*** Trecho de origem
Não nos deve assustar o fato de que a família, hoje, esteja em crise. O ser
humano está sempre em constante evolução; se assim não fosse, já teria
desaparecido há muito tempo.
Com o Evangelho da Infância na
mão, devemos buscar dar resposta aos problemas que a família hoje apresenta. A
Igreja não deve esconder a cabeça na areia e ignorá-los ou continuar acreditando
que isso se deve à má vontade das pessoas.
Como cristãos, temos a obrigação
de fazer uma séria autocrítica sobre o modelo de família que encontramos hoje.
Jesus não sancionou nenhum modelo, como não determinou nenhum modelo de
religião ou organização social. O que Jesus revelou não faz referência às
instituições, mas às atitudes que os seres humanos deveriam ter em suas
relações com os outros.
Não basta defender de maneira abstrata o valor
da família. Tampouco é suficiente imaginar a vida familiar segundo o modelo da
família de Nazaré, idealizada a partir de nossa concepção da família
tradicional. Seguir a Jesus, às vezes, pode questionar e transformar esquemas e
costumes muito enraizados em nós. A família não é para Jesus algo absoluto e
intocável. Mais ainda. O decisivo não é a família de sangue, mas essa Grande Família que, nós seus
seguidores, devemos ir construindo, escutando o desejo do único Pai-Mãe de
todos.
******
Objetivo a:
Reescale as coordenadas das respostas em todas as entradas: multiplique cada número por 0,35 e arredonde para inteiros, com as metades para cima. Depois, reproduza todas as linhas das entradas, pedidos incluídos, mas sem as imagens, por favor.
O trecho e as entradas não têm nenhuma relação entre si.
*** Material de origem
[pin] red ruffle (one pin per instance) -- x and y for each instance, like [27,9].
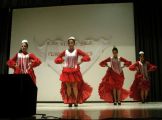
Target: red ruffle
[85,59]
[71,75]
[11,64]
[59,60]
[112,80]
[137,86]
[84,90]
******
Objetivo b:
Extraia o trecho sobre a família na íntegra, sem nenhuma alteração.

Resultado a:
[pin] red ruffle (one pin per instance) -- x and y for each instance, like [27,9].
Target: red ruffle
[30,21]
[25,26]
[4,22]
[21,21]
[39,28]
[48,30]
[29,32]

Resultado b:
Não nos deve assustar o fato de que a família, hoje, esteja em crise. O ser
humano está sempre em constante evolução; se assim não fosse, já teria
desaparecido há muito tempo.
Com o Evangelho da Infância na
mão, devemos buscar dar resposta aos problemas que a família hoje apresenta. A
Igreja não deve esconder a cabeça na areia e ignorá-los ou continuar acreditando
que isso se deve à má vontade das pessoas.
Como cristãos, temos a obrigação
de fazer uma séria autocrítica sobre o modelo de família que encontramos hoje.
Jesus não sancionou nenhum modelo, como não determinou nenhum modelo de
religião ou organização social. O que Jesus revelou não faz referência às
instituições, mas às atitudes que os seres humanos deveriam ter em suas
relações com os outros.
Não basta defender de maneira abstrata o valor
da família. Tampouco é suficiente imaginar a vida familiar segundo o modelo da
família de Nazaré, idealizada a partir de nossa concepção da família
tradicional. Seguir a Jesus, às vezes, pode questionar e transformar esquemas e
costumes muito enraizados em nós. A família não é para Jesus algo absoluto e
intocável. Mais ainda. O decisivo não é a família de sangue, mas essa Grande Família que, nós seus
seguidores, devemos ir construindo, escutando o desejo do único Pai-Mãe de
todos.